_Request_:
Copy the listing below line for line, with no changes.

_Dataset records_:
- - - - -

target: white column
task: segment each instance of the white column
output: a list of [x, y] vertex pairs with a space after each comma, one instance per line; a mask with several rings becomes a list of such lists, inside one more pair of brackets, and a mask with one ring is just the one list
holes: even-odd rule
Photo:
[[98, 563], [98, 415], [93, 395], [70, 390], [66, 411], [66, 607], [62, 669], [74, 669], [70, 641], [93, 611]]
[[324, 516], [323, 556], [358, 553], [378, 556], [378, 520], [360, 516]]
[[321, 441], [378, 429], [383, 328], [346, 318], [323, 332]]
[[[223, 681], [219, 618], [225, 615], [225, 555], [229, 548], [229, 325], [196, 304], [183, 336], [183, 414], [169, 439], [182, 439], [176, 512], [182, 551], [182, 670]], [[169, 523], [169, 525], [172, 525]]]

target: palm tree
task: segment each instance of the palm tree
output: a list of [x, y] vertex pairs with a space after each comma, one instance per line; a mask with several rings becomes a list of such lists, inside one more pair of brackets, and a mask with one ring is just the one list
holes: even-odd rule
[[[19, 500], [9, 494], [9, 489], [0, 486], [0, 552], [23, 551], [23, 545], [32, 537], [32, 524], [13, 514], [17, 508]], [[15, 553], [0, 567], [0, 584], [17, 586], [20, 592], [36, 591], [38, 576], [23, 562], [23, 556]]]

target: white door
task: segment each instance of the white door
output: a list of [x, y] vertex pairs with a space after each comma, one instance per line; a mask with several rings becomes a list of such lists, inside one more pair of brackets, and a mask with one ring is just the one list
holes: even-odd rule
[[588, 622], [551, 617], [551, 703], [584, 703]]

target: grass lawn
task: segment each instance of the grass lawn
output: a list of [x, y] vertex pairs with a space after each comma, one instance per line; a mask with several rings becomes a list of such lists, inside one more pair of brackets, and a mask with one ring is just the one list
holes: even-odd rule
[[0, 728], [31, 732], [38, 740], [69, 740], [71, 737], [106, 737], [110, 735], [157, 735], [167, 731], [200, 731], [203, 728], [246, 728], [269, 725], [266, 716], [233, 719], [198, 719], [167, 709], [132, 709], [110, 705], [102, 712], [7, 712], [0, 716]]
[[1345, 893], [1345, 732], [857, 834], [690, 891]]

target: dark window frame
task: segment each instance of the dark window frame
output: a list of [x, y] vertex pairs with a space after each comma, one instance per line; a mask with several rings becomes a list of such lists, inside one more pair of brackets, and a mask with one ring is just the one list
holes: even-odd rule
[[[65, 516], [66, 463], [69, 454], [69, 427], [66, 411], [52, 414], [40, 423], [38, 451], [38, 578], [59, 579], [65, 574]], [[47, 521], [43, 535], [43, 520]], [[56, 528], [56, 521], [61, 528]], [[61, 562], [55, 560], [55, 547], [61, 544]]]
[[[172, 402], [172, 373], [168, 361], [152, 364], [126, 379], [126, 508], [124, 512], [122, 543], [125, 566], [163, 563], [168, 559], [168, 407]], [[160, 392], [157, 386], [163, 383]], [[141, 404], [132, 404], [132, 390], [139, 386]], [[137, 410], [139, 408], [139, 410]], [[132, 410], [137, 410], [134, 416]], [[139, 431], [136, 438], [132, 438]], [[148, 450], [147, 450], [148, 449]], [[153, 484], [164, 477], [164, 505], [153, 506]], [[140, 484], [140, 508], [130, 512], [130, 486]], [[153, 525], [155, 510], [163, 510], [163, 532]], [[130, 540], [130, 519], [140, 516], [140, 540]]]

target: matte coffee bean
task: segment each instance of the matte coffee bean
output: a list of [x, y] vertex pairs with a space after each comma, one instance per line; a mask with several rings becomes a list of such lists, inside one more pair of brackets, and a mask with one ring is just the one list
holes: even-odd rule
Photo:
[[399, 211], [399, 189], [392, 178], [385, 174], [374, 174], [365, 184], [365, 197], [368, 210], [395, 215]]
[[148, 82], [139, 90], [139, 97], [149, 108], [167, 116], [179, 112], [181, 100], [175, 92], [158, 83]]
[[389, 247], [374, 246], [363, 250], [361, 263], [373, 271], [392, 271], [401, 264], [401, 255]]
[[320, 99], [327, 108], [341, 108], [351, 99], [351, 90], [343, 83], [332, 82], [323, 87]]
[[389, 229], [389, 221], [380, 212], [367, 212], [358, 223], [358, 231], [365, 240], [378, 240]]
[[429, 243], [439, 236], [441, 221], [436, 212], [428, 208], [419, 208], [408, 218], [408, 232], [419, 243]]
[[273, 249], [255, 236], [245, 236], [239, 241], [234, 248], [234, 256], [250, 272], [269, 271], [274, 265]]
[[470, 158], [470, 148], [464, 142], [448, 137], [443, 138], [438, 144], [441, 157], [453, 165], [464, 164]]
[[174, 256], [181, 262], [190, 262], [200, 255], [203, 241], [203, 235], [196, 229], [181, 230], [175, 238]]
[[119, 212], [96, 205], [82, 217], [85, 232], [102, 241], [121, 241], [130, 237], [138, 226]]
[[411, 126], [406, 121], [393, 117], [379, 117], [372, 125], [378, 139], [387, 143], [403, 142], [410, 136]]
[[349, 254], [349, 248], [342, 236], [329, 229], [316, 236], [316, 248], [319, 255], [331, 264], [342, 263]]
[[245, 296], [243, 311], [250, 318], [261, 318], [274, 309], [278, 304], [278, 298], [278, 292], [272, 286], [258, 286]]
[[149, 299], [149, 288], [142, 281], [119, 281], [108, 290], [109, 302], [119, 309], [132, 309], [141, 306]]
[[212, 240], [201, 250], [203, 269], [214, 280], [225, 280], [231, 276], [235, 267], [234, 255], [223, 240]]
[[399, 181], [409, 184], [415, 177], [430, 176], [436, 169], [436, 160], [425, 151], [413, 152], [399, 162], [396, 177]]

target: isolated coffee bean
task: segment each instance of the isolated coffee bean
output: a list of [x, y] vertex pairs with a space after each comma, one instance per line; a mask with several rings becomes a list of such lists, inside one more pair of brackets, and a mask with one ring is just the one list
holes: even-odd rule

- - - - -

_Reply_:
target: white column
task: segment each instance of the white column
output: a list of [x, y] vertex pairs with a space after each comma, one instance per line; a mask with several rings becomes a list of such lists, inside one more pair of brackets, and a mask with one ring is just the one list
holes: even-odd rule
Photo:
[[98, 563], [98, 415], [93, 395], [70, 390], [66, 411], [66, 607], [62, 669], [74, 669], [70, 641], [93, 611]]
[[324, 516], [323, 556], [358, 553], [378, 556], [378, 520], [360, 516]]
[[321, 441], [378, 429], [383, 328], [346, 318], [323, 332]]
[[[223, 681], [219, 618], [225, 615], [225, 555], [229, 548], [229, 325], [196, 304], [183, 336], [183, 414], [169, 439], [182, 439], [176, 512], [182, 551], [182, 670]], [[169, 523], [169, 525], [172, 525]]]

target: palm tree
task: segment each instance of the palm tree
output: a list of [x, y] vertex pairs with a space after each comma, one instance per line; a mask with several rings becomes a list of such lists, inside one more pair of brackets, and a mask with one ring is just the one list
holes: even-odd rule
[[[19, 500], [9, 494], [9, 489], [0, 486], [0, 552], [23, 551], [23, 545], [32, 537], [32, 524], [13, 514], [17, 508]], [[15, 553], [0, 567], [0, 584], [17, 586], [20, 592], [36, 591], [38, 576], [23, 562], [23, 556]]]

target: white door
task: segment each instance of the white door
output: a list of [x, y] vertex pairs with a space after each comma, one instance per line; a mask with several rings becomes a list of such lists, inside one more pair of brackets, and a mask with one ring is just the one list
holes: even-odd rule
[[588, 622], [551, 617], [551, 703], [584, 703]]

target: grass lawn
task: segment each instance of the grass lawn
output: a list of [x, y] vertex pairs with a space after each comma, one instance per line; a mask with several rings becomes a list of such lists, inside one more pair of brackets, and a mask with one ring is just the one list
holes: even-odd rule
[[0, 728], [31, 732], [38, 740], [69, 740], [71, 737], [106, 737], [110, 735], [157, 735], [167, 731], [200, 731], [203, 728], [246, 728], [269, 725], [266, 716], [233, 719], [198, 719], [167, 709], [132, 709], [110, 705], [102, 712], [7, 712], [0, 716]]
[[1345, 893], [1345, 732], [857, 834], [690, 891]]

target: dark window frame
task: segment each instance of the dark window frame
output: a list of [x, y] vertex pairs with a space after each comma, one instance per line; a mask with several rings becomes a list of such lists, inside one more pair of brackets, and a mask with one ring is just the one list
holes: even-odd rule
[[[65, 516], [66, 463], [69, 454], [69, 427], [66, 411], [52, 414], [40, 423], [38, 451], [38, 578], [59, 579], [65, 574]], [[47, 521], [43, 535], [43, 520]], [[56, 528], [56, 521], [61, 528]], [[61, 562], [55, 560], [55, 547], [61, 544]]]
[[[172, 402], [172, 373], [168, 361], [152, 364], [126, 379], [126, 508], [124, 512], [122, 543], [125, 566], [163, 563], [168, 559], [168, 407]], [[160, 392], [157, 386], [163, 383]], [[141, 404], [132, 404], [132, 390], [139, 386]], [[137, 410], [139, 408], [139, 410]], [[132, 410], [137, 410], [134, 416]], [[139, 431], [136, 438], [132, 438]], [[148, 450], [147, 450], [148, 449]], [[153, 484], [164, 477], [164, 505], [153, 506]], [[140, 484], [140, 508], [130, 512], [130, 486]], [[153, 525], [155, 510], [163, 510], [163, 532]], [[130, 540], [130, 519], [140, 516], [140, 540]]]

target: matte coffee bean
task: segment each instance of the matte coffee bean
output: a list of [x, y] vertex pairs with a space after each comma, one instance per line; a mask with several rings becomes a list of such lists, inside one more pair of brackets, and a mask with one ring is just the one list
holes: even-odd rule
Photo:
[[399, 211], [399, 189], [392, 178], [385, 174], [374, 174], [365, 184], [365, 197], [368, 210], [395, 215]]
[[148, 82], [139, 90], [139, 97], [149, 108], [167, 116], [179, 112], [181, 100], [175, 92], [158, 83]]
[[389, 247], [374, 246], [363, 250], [361, 263], [373, 271], [392, 271], [401, 264], [401, 255]]
[[320, 99], [327, 108], [341, 108], [351, 99], [351, 90], [343, 83], [332, 82], [323, 87]]
[[389, 229], [389, 221], [380, 212], [367, 212], [358, 223], [358, 231], [365, 240], [378, 240]]
[[429, 243], [439, 236], [441, 221], [436, 212], [428, 208], [419, 208], [408, 218], [408, 232], [419, 243]]
[[273, 249], [255, 236], [245, 236], [239, 241], [234, 248], [234, 256], [250, 272], [269, 271], [274, 265]]
[[470, 158], [470, 148], [464, 142], [448, 137], [443, 138], [438, 144], [441, 157], [453, 165], [464, 164]]
[[174, 256], [181, 262], [190, 262], [200, 255], [203, 241], [203, 235], [196, 229], [181, 230], [175, 238]]
[[119, 212], [96, 205], [82, 217], [85, 232], [102, 241], [121, 241], [130, 237], [138, 226]]
[[411, 126], [406, 121], [393, 117], [379, 117], [372, 125], [378, 139], [387, 143], [403, 142], [410, 136]]
[[349, 254], [349, 248], [342, 236], [329, 229], [316, 236], [316, 248], [319, 255], [331, 264], [342, 263]]
[[245, 296], [243, 311], [250, 318], [261, 318], [274, 309], [278, 304], [278, 298], [278, 292], [272, 286], [258, 286]]
[[149, 299], [149, 288], [142, 281], [119, 281], [108, 290], [109, 302], [119, 309], [132, 309], [141, 306]]
[[212, 240], [201, 250], [203, 269], [214, 280], [225, 280], [231, 276], [235, 267], [234, 255], [223, 240]]
[[399, 181], [409, 184], [415, 177], [430, 176], [436, 169], [436, 160], [425, 151], [413, 152], [399, 162], [396, 177]]

target: isolated coffee bean
task: segment each instance of the isolated coffee bean
output: a list of [x, y] vertex pairs with a space after each comma, one instance per line; a mask with several rings becomes a list of such lists, inside one more pair of brackets, and a mask with one ring is just the one list
holes: even-odd rule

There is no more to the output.